What to work on — Please repeat all of the lines that follow, exactly as written.
# Raw data start
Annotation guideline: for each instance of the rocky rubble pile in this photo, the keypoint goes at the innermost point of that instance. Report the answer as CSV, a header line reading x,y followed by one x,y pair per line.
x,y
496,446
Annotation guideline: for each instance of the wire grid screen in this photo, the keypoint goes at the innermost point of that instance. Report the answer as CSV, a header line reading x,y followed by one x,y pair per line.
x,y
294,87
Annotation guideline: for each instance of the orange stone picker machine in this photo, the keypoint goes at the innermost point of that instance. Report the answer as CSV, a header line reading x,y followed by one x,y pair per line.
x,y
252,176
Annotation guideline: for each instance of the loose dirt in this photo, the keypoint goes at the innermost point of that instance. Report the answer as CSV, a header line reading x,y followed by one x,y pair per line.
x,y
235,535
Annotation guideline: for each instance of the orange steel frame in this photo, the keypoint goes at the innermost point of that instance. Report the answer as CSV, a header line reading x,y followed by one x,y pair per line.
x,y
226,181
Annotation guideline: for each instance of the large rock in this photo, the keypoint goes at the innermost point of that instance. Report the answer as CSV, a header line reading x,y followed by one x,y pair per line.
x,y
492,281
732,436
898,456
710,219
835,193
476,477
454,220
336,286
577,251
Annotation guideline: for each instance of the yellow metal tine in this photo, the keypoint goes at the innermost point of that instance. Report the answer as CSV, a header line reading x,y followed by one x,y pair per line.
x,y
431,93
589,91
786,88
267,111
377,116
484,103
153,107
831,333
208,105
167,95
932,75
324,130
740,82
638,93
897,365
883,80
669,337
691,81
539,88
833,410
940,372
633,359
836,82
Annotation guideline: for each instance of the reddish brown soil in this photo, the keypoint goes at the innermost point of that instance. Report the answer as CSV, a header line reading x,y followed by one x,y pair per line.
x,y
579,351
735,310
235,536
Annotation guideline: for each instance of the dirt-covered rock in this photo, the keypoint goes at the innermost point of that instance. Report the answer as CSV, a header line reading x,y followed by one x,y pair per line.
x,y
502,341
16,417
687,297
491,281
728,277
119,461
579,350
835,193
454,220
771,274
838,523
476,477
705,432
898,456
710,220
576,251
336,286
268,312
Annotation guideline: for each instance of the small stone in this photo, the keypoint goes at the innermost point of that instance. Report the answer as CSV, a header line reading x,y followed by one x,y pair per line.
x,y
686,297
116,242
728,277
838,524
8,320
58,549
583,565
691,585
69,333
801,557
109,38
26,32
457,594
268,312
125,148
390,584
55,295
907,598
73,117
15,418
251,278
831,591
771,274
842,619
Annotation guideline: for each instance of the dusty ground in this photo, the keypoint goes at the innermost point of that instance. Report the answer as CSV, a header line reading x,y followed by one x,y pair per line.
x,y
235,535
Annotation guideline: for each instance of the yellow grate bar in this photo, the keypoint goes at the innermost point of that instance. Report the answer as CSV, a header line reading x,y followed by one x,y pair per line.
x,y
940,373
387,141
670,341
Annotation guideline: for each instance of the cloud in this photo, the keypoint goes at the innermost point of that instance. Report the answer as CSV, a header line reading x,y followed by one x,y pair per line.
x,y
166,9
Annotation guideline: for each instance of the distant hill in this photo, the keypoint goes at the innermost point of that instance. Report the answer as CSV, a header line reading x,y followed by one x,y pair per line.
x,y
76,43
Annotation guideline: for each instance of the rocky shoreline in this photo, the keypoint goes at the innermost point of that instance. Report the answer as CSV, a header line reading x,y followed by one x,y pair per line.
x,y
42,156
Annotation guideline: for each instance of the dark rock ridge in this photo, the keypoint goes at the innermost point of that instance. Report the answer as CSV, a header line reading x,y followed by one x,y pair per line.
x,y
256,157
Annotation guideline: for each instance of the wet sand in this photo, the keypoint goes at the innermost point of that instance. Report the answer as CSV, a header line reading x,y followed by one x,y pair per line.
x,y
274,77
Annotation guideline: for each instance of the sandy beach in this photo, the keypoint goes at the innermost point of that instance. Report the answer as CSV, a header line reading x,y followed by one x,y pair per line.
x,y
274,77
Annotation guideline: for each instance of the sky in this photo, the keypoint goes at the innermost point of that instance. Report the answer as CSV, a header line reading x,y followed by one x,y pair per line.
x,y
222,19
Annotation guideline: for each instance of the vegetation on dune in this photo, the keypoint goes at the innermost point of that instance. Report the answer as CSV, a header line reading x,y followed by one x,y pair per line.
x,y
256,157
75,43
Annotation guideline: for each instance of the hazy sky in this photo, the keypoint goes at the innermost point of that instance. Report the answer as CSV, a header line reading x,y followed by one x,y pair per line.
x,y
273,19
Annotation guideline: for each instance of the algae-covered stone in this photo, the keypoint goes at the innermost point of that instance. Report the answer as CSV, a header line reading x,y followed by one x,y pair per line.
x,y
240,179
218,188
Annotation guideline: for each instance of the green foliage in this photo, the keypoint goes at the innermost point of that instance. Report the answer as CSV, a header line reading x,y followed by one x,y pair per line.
# Raw data end
Solution below —
Annotation guideline: for each instance of the rocky rubble pile in this photo, the keypoint goes at the innermost point of that instance. Report the answer as CSV, a header line reading x,y followed by one x,y pair per line.
x,y
496,446
Annotation guideline: for each instance of the wire grid screen in this photo, the keypoint goes at the innermost point of that instance. Report the answer as CSV, a header line reading x,y followed by one x,y pair per line.
x,y
294,87
Annotation guideline: for each instance of the orange stone picker machine in this photo, the keypoint goes at the innermost point of that instance. Report the answer as CSV, a header line reading x,y followed by one x,y pair per line.
x,y
252,176
Annotation guideline: for each instance of the loose dirt in this photo, the keypoint goes at the innermost point of that instance. Report the answer as CSV, a header line reading x,y followed by one x,y pair per line.
x,y
235,535
Annotation guideline: for each instance of the orange steel frame in this photo, the keypoint goes at the innermost point of that instance. Report the answer as CSV, a header line reading x,y followed by one x,y pair per line.
x,y
226,181
Annotation guideline: for each instance of the large rock in this photo, the keypoint goes at the innermost point of that instance. Report the answer as CSV, a header line reading x,y followed by one x,y pair per line.
x,y
492,281
732,436
898,456
710,219
835,193
476,477
454,220
336,286
577,251
Annotation guideline: for each instance of the yellow metal tine in this photo, the keypoint goes at the innermost point of that instance. Report the answer as CSV, a header line reading x,y followed by one x,y pair per line.
x,y
431,93
589,91
786,88
267,111
377,116
484,103
153,107
831,333
208,105
167,95
932,75
324,130
740,82
638,93
897,365
883,80
669,337
691,81
539,88
833,410
940,372
633,359
836,82
Annotation guideline: for each instance of the reddish brown soil in this photo, the keypoint goes at the innermost point of that instance. Report the answer as CSV, a header line reading x,y followed by one x,y pair per line.
x,y
579,351
735,310
235,536
Annotation guideline: for each instance of the dirt-covered rock in this photo, the keypoint goes at the innermost point of that instance. Report the answer as CSV, a header line reading x,y followed by one x,y pair per line.
x,y
502,341
16,417
687,297
491,281
728,277
119,461
579,350
835,193
454,220
771,274
838,523
476,477
705,432
898,456
710,220
576,251
336,286
268,312
Annotation guideline: for each instance of the small stone in this photo, the keypoint goes at the innermost point of that instance. Report the answer as CSV, a header line reading x,y followed by one x,y pair per line.
x,y
686,297
116,242
728,277
838,524
8,320
58,549
583,565
691,585
69,333
801,557
109,38
26,32
457,594
268,312
125,148
390,584
55,295
907,598
73,117
15,418
251,278
831,591
771,274
842,619
Annotation guideline: for each instance of the dusty ground in this photo, the keypoint goes at the innermost point of that instance. Report the answer as CSV, a header line reading x,y followed by one x,y pair per line.
x,y
235,535
Annotation guideline: for each instance of the yellow grate bar in this photo, the keypoint goes at the innermost point of that instance. Report the answer as CSV, a header line reading x,y followed by one x,y pair per line.
x,y
940,373
387,141
670,341
Annotation guideline: for each instance of the cloud in this photo, the keypoint goes at the innermost point of that instance. Report the answer as CSV, a header line reading x,y followed by one x,y pair per line.
x,y
166,9
Annotation guideline: for each instance of the distant hill in this photo, the keypoint goes at the innermost point of that instance. Report the answer as CSV, a header line reading x,y followed by one x,y pair per line.
x,y
76,43
Annotation guideline: for each instance of the rocky shoreline in this photo, the keypoint goes at the innermost point of that instance. Report the answer as CSV, a header line reading x,y followed by one x,y pair per line.
x,y
42,156
Annotation guideline: for each instance of the dark rock ridge in this photo, the keypoint goes at the innermost point of that instance. Report the answer as CSV, a header line reading x,y followed by one x,y pair per line.
x,y
256,157
Annotation guideline: for each instance of the wet sand in this photo, the keypoint goes at the innermost point of that instance. Report the answer as CSV, a header line reading x,y followed by one x,y pair per line.
x,y
274,77
Annotation guideline: for each instance of the sandy beach in this photo, the keypoint goes at the innermost point of that instance. Report the answer as CSV, a header line reading x,y followed by one x,y pair per line.
x,y
274,77
Annotation guideline: for each instance of the sky in this photo, the keypoint goes at the innermost point of that instance. Report the answer as CSV, a header line reading x,y followed by one x,y pair per line.
x,y
222,19
Annotation guideline: for each instance of the vegetation on dune in this photo, the keypoint goes at the innermost point of that instance. Report the answer as CSV, a header line reading x,y followed by one x,y pair per line.
x,y
256,157
75,43
Annotation guideline: for each instance of the hazy sky in this photo, the keypoint goes at the innermost point of that instance. Report the answer as CSV, a header line reading x,y followed by one x,y pair per line.
x,y
273,19
Annotation guideline: for each instance of the algae-covered stone in this photo, the keypoint goes at the innermost point of that instance. Report the answer as CSV, a header line reading x,y followed by one x,y pair per line.
x,y
240,179
218,188
Annotation guideline: for each instance of the green foliage in this photo, the keypoint goes at the innermost point of that instance. Report the answer as CSV, a header line reading x,y followed by one x,y pair per line.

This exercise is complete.